Records:

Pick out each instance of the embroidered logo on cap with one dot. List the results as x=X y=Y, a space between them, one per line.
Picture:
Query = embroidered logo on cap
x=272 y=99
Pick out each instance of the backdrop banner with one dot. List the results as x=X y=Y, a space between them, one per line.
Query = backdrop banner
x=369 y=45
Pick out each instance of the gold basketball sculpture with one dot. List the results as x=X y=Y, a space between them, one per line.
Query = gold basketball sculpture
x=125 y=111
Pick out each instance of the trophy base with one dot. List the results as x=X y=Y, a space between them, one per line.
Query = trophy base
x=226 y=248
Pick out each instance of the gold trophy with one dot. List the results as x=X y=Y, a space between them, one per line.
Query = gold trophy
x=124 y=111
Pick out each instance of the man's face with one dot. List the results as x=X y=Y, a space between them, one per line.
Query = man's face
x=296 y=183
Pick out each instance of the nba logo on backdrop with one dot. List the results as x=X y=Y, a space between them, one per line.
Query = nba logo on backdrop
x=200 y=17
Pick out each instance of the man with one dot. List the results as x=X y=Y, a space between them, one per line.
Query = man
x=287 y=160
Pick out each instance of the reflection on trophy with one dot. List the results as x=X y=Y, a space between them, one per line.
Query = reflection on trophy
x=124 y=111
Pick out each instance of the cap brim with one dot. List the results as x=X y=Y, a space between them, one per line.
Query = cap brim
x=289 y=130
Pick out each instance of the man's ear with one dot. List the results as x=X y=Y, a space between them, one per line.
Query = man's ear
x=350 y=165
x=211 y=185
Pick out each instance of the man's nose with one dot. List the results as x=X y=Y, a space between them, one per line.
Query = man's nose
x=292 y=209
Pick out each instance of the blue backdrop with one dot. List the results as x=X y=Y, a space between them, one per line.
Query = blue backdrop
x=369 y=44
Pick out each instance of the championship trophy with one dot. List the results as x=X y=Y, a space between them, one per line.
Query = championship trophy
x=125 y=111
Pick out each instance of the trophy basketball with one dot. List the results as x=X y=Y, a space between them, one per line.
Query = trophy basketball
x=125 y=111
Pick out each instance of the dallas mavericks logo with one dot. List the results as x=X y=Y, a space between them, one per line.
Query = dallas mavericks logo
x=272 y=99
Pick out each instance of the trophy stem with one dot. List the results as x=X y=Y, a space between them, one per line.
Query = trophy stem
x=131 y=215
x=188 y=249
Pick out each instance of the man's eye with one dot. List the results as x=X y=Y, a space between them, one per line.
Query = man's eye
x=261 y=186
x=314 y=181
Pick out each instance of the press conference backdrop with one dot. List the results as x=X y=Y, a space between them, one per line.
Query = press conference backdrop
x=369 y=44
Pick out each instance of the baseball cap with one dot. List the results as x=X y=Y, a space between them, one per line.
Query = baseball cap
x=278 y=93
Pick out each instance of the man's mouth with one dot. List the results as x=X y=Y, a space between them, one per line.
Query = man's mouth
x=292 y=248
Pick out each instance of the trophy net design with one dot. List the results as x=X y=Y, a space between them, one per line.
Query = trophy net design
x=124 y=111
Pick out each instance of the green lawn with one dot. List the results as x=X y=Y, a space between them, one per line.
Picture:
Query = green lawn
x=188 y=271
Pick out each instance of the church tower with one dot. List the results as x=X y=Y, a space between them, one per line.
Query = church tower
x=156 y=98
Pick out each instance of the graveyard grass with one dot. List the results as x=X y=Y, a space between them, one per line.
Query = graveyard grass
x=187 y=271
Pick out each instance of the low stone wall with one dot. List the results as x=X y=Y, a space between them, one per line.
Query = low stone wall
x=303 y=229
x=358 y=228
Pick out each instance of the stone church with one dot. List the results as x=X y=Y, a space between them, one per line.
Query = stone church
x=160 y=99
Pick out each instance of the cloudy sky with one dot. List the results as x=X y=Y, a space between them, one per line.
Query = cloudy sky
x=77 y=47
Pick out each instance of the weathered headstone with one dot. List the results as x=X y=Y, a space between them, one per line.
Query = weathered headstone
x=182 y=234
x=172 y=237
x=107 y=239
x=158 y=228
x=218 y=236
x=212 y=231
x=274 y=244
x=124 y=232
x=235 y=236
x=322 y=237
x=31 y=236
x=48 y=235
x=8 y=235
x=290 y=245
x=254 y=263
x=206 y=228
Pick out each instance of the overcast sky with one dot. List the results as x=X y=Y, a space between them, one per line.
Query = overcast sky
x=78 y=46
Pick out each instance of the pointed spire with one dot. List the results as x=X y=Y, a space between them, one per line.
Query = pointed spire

Short exercise: Transcribe the records above exactly, but only from the line that contains "Pick out each instance of the trophy net" through their final line, inclusive.

Completed task:
Pick out each instance of the trophy net design with one dot. List the results as x=X y=Y, a space between them, one per line.
Query = trophy net design
x=124 y=111
Pick out each instance of the green lawn with one dot. List the results as x=X y=Y, a space between them, one per line.
Picture:
Query = green lawn
x=188 y=271
Pick out each instance of the church tower with one dot. List the results as x=X y=Y, a space between them, one per line.
Query = church tower
x=156 y=98
Pick out each instance of the graveyard grass with one dot. List the results as x=X y=Y, a space between them, one per line.
Query = graveyard grass
x=187 y=271
Pick out each instance of the low stone wall with one dot. List the results as x=X y=Y, a space between them, one per line.
Query = low stone wall
x=303 y=229
x=358 y=228
Pick out each instance of the stone church with one dot. List the results as x=X y=Y, a space between them, one per line.
Query = stone church
x=160 y=99
Pick out each instance of the cloudy sky with one dot. List the results as x=X y=Y, a space between them, one per line.
Query = cloudy sky
x=77 y=47
Pick out each instance of the weathered headstone with one dot. List the results as x=X y=Y, a space between them, one per line.
Query = weathered headstone
x=182 y=234
x=172 y=237
x=107 y=239
x=158 y=228
x=218 y=236
x=212 y=231
x=274 y=244
x=124 y=232
x=235 y=236
x=322 y=237
x=31 y=236
x=48 y=235
x=8 y=235
x=290 y=245
x=254 y=263
x=206 y=228
Pick out each instance of the overcast sky with one dot. List the results as x=X y=Y, a space between them, one per line.
Query = overcast sky
x=78 y=46
Pick out each instance of the pointed spire with one dot. List the results as x=X y=Y, a space between them, one per line.
Query = pointed spire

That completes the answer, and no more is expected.